> **EXERCISE GOAL**
Please find each line in the items below that contains the word "pane", and copy those lines.

> **RECORDS SUPPLIED**
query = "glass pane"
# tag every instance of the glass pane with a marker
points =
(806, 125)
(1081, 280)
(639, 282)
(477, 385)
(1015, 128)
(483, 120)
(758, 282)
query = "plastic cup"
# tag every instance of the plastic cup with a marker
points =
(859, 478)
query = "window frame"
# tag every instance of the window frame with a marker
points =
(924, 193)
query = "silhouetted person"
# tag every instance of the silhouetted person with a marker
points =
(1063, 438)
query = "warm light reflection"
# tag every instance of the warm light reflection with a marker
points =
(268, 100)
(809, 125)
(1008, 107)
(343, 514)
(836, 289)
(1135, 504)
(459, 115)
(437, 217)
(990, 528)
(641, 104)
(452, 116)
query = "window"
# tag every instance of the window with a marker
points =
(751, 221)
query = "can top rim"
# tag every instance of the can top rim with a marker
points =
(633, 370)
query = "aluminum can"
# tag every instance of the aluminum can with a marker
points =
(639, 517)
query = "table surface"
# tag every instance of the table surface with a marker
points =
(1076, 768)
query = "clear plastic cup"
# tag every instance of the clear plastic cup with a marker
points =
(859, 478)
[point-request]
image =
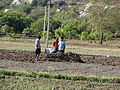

> **SOLUTION TO THIS EXERCISE**
query = "glass pane"
# tag every instance of the glass pane with a marker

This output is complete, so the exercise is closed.